◆ **Excerpt**:
▼
Fire retardant and heat resistant threads may be carded or
otherwise formed from oxidized polyacrylonitrile and/or one or more
types of strengthening fibers. The one or more fire retardant and
heat resistant strands may comprise one or more threads consisting
entirely of oxidized polyacrylonitrile fibers and/or one or more
threads comprising a blend of oxidized polyacrylonitrile fibers and
one or more types of strengthening fibers.
In addition to the specific examples disclosed herein, examples of
fire retardant and heat resistant strands that may be useful in
connection with the manufacture of the inventive yarns, fabrics and
other fibrous blends disclosed herein are disclosed in U.S. Pat.
No. 4,865,906 to Smith, Jr. and U.S. Pat. Nos. 6,287,686 and
6,358,608 to Huang et al., all of which are presently assigned to
Chapman Thermal Products, Inc. For purposes of disclosing fire
retardant and heat resistant strands, as well as methods of
manufacturing useful articles of manufacture therefrom, the
foregoing patents are incorporated by reference.
In general, it is preferable for the fire retardant and heat
resistant strands to be included in an amount in a range from about
20% to about 98% by volume of the yarn, more preferably in a range
from about 50% to about 95% by volume, and most preferably in a
range from about 60% to about 90% by volume of the yarn. It will be
appreciated that the amount of such fire retardant and heat
resistant strands in the yarn may vary depending upon the
particular application and whether such strands also include
strengthening fibers to increase the strength and abrasion
resistance of the oxidized polyacrylonitrile.
1. Oxidized Polyacrylonitrile
The oxidized polyacrylonitrile fibers or filaments within the scope
of the invention may comprise any type of oxidized
polyacrylonitrile having high fire retardance and heat resistance.
In a preferred embodiment, the oxidized polyacrylonitrile is
obtained by heating polyacrylonitrile (e.g., polyacrylonitrile
fibers and filaments) in a cooking process between about
180.degree. C. to about 300.degree. C. for at least about 120
minutes. This heating/oxidation process is where the
polyacrylonitrile receives its initial carbonization. Preferred
oxidized polyacrylonitrile fibers and filaments will have an LOI of
about 50-65. In most cases, oxidized polyacrylonitrile made in this
way may be considered to be nonflammable.
Examples of suitable oxidized polyacrylonitrile fibers include
LASTAN, manufactured by Ashia Chemical in Japan, PYROMEX,
manufactured by Toho Rayon in Japan, PANOX, manufactured by SGL,
and PYRON, manufactured by Zoltek. It is also within the scope of
the invention to utilize filaments that comprise oxidized
polyacrylonitrile.
In general, it is believed that fabrics including a substantial
amount of oxidized polyacrylonitrile fibers and/or filaments will
resist burning, even when exposed to intense heat or flame
exceeding 3000.degree. F., because the oxidized polyacrylonitrile
fibers carbonize and expand, thereby eliminating any oxygen content
within the fabric necessary for combustion of the more readily
combustible strengthening fibers. In this way, the oxidized
polyacrylonitrile fibers or filaments provide a combustion shield
that makes the less fire retardant substances in the yarn or fabric
behave more like fire retardant substances.
▲
◆ **Work to do**:
1/ What LOI range does the patent excerpt give for preferred oxidized polyacrylonitrile fibers and filaments?
2/ Please echo the part of the patent excerpt between "In addition to" and "incorporated by reference.", inclusive.

◆ **Data block**:
▼
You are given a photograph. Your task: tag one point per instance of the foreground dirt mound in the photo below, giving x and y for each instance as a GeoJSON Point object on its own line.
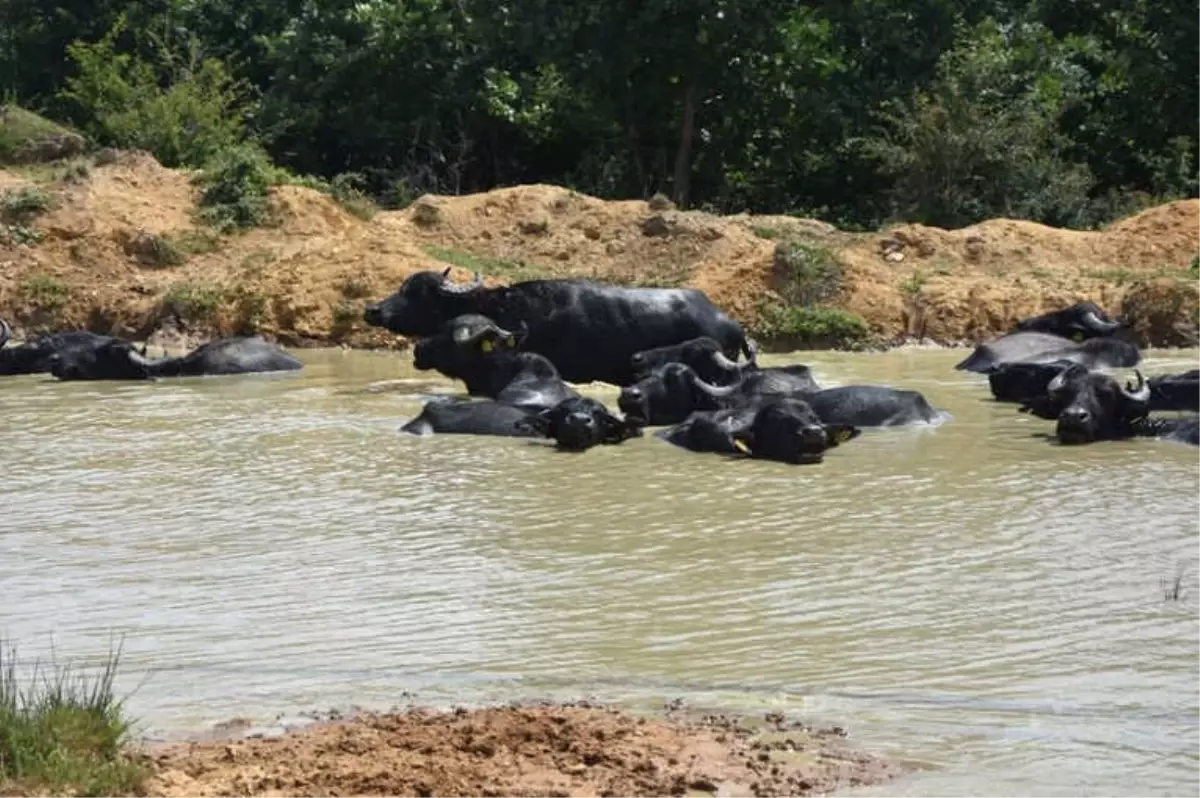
▲
◆ **Task-by-task outputs**:
1/ About 50-65.

2/
In addition to the specific examples disclosed herein, examples of
fire retardant and heat resistant strands that may be useful in
connection with the manufacture of the inventive yarns, fabrics and
other fibrous blends disclosed herein are disclosed in U.S. Pat.
No. 4,865,906 to Smith, Jr. and U.S. Pat. Nos. 6,287,686 and
6,358,608 to Huang et al., all of which are presently assigned to
Chapman Thermal Products, Inc. For purposes of disclosing fire
retardant and heat resistant strands, as well as methods of
manufacturing useful articles of manufacture therefrom, the
foregoing patents are incorporated by reference.